TEXTO PARA REVISAR:

La pareja se mudó al rural sin una idea clara de lo que iba a hacer, y eligió Valsalada solo porque las casas eran grandes y “había muchos niños en la calle”. Durante un tiempo, vivieron gracias a que Robledo siguió teletrabajando, pero pronto el ingeniero decidió cortar el último lazo con su vida anterior: “Llegó un momento que me harté de estar viviendo aquí y cada dos meses ir a Dubai, estaba haciendo cortocircuito”.
¿Y ahora qué? Pues ahora, pensaron, iban a hacer quesos. En una de las provincias con menos ganado de leche de toda España.
Una quesería con los rebaños a 80 km
“Lo de la quesería lo tenía en mente porque había hecho con 20 y pocos años un curso”, reconoce Robredo. “Me moló mucho pero no tenía nada pensando”. Ni siquiera lo costoso que resulta hacer queso sin un suministro de leche cercano.

(Descripciones de regiones en lenguaje natural)
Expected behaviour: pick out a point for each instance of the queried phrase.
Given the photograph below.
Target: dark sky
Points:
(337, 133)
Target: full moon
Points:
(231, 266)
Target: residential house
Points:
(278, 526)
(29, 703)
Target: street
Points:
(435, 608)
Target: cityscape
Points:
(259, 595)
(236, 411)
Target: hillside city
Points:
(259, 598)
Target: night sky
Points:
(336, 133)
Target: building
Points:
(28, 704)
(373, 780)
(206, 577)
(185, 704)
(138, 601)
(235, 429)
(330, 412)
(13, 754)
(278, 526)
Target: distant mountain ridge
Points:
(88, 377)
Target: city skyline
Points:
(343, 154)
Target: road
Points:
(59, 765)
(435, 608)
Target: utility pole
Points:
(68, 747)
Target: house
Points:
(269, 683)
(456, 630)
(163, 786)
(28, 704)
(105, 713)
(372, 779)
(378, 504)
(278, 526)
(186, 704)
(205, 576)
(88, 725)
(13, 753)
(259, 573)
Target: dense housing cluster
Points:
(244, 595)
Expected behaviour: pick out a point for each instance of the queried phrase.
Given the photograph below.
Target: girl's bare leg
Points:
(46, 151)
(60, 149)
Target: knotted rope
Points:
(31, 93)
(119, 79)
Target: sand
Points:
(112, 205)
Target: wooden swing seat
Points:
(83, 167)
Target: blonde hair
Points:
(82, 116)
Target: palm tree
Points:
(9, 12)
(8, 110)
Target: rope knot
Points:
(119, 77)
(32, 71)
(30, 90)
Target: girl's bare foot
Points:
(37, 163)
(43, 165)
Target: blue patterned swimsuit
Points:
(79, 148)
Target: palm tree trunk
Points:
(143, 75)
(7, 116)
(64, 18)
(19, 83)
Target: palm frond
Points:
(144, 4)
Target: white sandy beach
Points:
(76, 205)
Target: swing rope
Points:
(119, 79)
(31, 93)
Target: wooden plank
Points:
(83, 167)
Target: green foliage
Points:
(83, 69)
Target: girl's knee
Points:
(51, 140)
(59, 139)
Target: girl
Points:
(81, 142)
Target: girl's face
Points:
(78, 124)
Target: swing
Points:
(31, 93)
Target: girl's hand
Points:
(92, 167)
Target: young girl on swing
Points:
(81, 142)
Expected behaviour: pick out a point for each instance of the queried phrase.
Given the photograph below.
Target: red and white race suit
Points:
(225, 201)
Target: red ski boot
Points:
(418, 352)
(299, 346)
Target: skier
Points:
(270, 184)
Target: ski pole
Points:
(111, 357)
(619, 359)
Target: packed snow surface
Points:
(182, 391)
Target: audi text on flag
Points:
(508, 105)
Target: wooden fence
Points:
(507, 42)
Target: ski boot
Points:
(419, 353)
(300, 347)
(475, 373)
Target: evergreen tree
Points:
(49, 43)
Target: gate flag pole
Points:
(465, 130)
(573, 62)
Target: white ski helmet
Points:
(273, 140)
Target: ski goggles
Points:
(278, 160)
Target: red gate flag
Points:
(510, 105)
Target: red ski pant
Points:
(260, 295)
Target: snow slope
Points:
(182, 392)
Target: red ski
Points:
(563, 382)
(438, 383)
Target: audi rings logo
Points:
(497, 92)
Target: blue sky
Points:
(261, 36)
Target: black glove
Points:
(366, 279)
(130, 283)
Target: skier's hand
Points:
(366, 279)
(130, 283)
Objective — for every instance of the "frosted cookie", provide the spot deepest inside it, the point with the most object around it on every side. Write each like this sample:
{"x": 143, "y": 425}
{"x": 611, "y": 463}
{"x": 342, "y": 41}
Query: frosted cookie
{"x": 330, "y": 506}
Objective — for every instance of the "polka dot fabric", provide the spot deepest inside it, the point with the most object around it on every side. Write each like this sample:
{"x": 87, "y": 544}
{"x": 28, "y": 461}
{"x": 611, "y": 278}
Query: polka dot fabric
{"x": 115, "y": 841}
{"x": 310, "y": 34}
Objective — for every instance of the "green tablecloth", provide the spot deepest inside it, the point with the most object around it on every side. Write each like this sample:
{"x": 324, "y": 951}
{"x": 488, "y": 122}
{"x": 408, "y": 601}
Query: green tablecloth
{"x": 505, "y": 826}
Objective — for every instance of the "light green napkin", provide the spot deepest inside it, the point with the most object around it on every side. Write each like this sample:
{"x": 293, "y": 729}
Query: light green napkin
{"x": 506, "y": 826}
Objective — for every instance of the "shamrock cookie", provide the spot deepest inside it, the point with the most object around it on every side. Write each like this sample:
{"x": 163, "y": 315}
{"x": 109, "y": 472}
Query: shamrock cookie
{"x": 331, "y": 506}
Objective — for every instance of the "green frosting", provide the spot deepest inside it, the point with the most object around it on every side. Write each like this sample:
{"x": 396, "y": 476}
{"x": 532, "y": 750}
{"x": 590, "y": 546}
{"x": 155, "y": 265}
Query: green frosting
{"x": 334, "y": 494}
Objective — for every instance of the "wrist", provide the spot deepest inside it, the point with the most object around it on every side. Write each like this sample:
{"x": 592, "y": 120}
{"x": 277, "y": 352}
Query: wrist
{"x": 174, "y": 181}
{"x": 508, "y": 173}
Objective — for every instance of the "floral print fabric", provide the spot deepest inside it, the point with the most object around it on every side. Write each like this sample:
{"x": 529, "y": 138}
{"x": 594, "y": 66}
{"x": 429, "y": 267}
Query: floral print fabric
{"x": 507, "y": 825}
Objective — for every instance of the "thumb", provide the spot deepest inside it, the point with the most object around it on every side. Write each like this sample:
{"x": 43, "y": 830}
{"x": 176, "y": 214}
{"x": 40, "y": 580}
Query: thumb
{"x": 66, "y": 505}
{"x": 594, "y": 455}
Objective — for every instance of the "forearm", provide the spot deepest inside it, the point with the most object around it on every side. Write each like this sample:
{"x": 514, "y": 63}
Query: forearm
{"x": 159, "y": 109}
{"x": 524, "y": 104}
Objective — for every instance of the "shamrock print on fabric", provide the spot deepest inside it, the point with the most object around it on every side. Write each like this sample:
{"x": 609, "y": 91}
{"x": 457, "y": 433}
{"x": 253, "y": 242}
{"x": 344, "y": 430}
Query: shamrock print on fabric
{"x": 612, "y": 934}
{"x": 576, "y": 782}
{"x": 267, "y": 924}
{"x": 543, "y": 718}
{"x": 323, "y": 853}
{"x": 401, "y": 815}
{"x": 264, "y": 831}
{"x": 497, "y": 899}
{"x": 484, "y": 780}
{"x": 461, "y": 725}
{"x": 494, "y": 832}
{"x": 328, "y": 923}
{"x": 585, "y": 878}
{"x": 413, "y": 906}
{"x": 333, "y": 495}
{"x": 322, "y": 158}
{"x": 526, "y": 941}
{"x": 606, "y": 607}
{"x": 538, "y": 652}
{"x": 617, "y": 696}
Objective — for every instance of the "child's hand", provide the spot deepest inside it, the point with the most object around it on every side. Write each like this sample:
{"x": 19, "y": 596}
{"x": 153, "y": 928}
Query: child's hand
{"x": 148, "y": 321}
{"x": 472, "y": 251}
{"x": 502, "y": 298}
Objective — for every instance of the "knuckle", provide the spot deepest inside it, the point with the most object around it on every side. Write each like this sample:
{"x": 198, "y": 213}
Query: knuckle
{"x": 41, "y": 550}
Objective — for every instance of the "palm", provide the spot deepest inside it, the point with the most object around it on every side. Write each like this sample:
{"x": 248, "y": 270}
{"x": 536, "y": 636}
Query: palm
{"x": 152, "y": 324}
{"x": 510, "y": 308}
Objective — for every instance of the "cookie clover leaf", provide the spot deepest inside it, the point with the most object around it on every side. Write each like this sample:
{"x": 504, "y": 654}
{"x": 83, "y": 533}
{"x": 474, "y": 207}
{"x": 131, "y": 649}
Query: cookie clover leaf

CONSIGNAS DEL EJERCICIO:
1. Responde estas preguntas según el texto sobre la quesería:
(a) ¿Por qué eligió la pareja Valsalada?
(b) ¿A qué ciudad viajaba el ingeniero cada dos meses?
(c) ¿A cuántos kilómetros estaban los rebaños de la quesería?
2. Retoma el texto sobre la quesería justo después de su última oración y continúalo.
No hace falta consultar los ítems.

RESPUESTAS DEL EJERCICIO:
1.
(a) Porque las casas eran grandes y "había muchos niños en la calle".
(b) A Dubai.
(c) A 80 km.

2.
“Eso ha sido uno de los puntos más delicados”, reconoce el quesero. “Yo sí sabía que había poca, pero conocimos a un ganadero de leche de cabra antes de empezar con la quesería con el que llegamos a un acuerdo. Nos llevamos muy bien y empezamos a hacer los quesos en su granja de Barbastro”.
Este pueblo está casi en la otra punta de la provincia, a una hora en coche (80 km). “Vamos cada semana y eso nos ha penalizado un poco porque siempre tenemos un fijo de costes que es el traslado de la leche”, reconoce Robledo.
Pese a este escollo (y la aparente ingenuidad del proyecto) la pareja siguió decidida a montar la quesería, y lo hicieron con una idea en mente: hacer algo que no existiera. Y, a base de cabezonería, han logrado facturar unos quesos muy notables.
Quesos d’Estrabilla, que así se llama la empresa, ofrece quesos de pasta blanda y dura, de leche cruda de oveja y cabra: algunos de estilo tradicional francés, pero otros con mezclas y técnicas de cosecha propia. “Íbamos a tener una quesería de muy poquito volumen y, al no ser competitivos por cantidad teníamos que diferenciarnos por calidad”.
No hay nada de idílico
Los tres años que lleva abierta la quesería no han sido un camino de rosas. Primero, la pareja descubrió que hacer quesos era algo más difícil de lo que pensaban.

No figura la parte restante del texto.